Task item A
According to the Bøtø Nor passage, what kind of steam engine did the pumping station contain?
Task item B
Please print the Bøtø Nor passage from "The 1872 Baltic" to "undertaken in 1873—75.".

Document extract
Segment Open

In 1860, the plans were revived by Edward Tesdorpf. Tesdorpf, a prominent politician and president of the Danish Agricultural Society (Landhusholdningsselskabet), was the owner of Orupgaard and Gjedsergaard. He envisioned the project as a model for other similar projects in other parts of the country. He was the driving force behind the foundation of I/S Bøtø Nors Udgravnings- og Inddæmnings-selskab. A dyke, 19 km long and 3 m tall, was built along the coast and a system of canals was also constructed. Bøtø Nor Pumping Station was built at Marrebæk in 1870 and 1871. It contained a Burmeister & Wain steam engine and a wooden Archimedes' screw.

The 1872 Baltic Sea flood made landfall with devastating impact to the sea barrier, including multiple breaches, but the pumping station survived. Extensive work to rebuild and raise the dike was subsequently undertaken in 1873—75.

Segment Closed

Supplied records
Segment Open

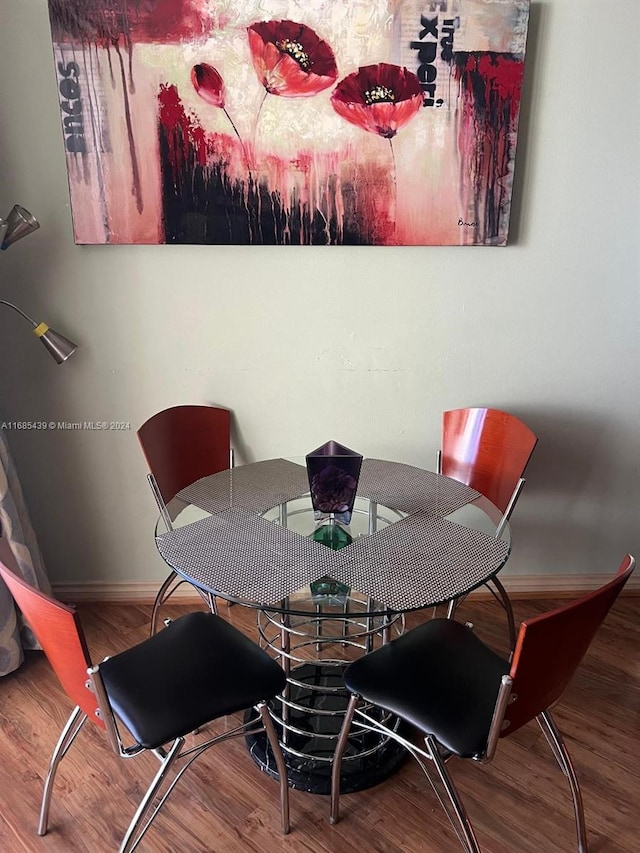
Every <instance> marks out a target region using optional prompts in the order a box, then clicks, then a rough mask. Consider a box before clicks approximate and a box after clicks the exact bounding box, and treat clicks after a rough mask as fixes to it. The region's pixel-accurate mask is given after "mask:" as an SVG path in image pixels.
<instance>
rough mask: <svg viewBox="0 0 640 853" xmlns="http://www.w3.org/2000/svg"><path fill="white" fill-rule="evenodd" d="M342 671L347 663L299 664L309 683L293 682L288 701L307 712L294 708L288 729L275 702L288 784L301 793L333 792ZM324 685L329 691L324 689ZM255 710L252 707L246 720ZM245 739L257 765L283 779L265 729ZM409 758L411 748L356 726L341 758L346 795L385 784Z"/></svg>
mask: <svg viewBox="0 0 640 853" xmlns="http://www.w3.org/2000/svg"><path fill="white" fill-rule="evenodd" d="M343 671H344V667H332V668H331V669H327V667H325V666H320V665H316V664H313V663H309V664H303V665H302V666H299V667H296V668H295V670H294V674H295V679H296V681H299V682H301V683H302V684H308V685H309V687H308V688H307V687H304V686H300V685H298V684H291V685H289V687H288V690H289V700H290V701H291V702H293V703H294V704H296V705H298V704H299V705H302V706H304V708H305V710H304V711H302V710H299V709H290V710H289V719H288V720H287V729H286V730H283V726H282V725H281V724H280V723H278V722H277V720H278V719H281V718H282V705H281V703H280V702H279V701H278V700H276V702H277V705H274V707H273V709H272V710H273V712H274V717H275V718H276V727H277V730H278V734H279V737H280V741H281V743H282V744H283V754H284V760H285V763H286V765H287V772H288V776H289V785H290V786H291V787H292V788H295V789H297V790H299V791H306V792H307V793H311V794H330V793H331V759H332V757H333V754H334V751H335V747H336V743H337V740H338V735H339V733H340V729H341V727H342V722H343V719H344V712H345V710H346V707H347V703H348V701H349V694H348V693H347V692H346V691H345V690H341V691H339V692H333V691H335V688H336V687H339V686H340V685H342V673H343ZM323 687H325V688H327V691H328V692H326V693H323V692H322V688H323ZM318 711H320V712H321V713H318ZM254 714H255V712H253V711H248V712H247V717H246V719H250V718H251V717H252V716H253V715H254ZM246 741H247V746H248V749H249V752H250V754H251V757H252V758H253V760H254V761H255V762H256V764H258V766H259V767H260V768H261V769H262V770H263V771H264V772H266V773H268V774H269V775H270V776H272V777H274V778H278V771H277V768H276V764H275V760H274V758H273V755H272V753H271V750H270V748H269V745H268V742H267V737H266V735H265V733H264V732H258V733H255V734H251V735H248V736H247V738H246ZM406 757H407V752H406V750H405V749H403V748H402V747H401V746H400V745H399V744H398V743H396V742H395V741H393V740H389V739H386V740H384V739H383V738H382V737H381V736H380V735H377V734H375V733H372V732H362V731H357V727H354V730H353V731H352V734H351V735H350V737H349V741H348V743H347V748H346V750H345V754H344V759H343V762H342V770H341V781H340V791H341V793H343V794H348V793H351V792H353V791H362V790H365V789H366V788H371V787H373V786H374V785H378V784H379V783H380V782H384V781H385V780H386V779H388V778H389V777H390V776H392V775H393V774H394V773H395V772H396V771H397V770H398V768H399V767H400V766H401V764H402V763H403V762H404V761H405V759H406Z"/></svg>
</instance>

Segment Closed

Final answer A
A Burmeister & Wain steam engine.

Final answer B
The 1872 Baltic Sea flood made landfall with devastating impact to the sea barrier, including multiple breaches, but the pumping station survived. Extensive work to rebuild and raise the dike was subsequently undertaken in 1873—75.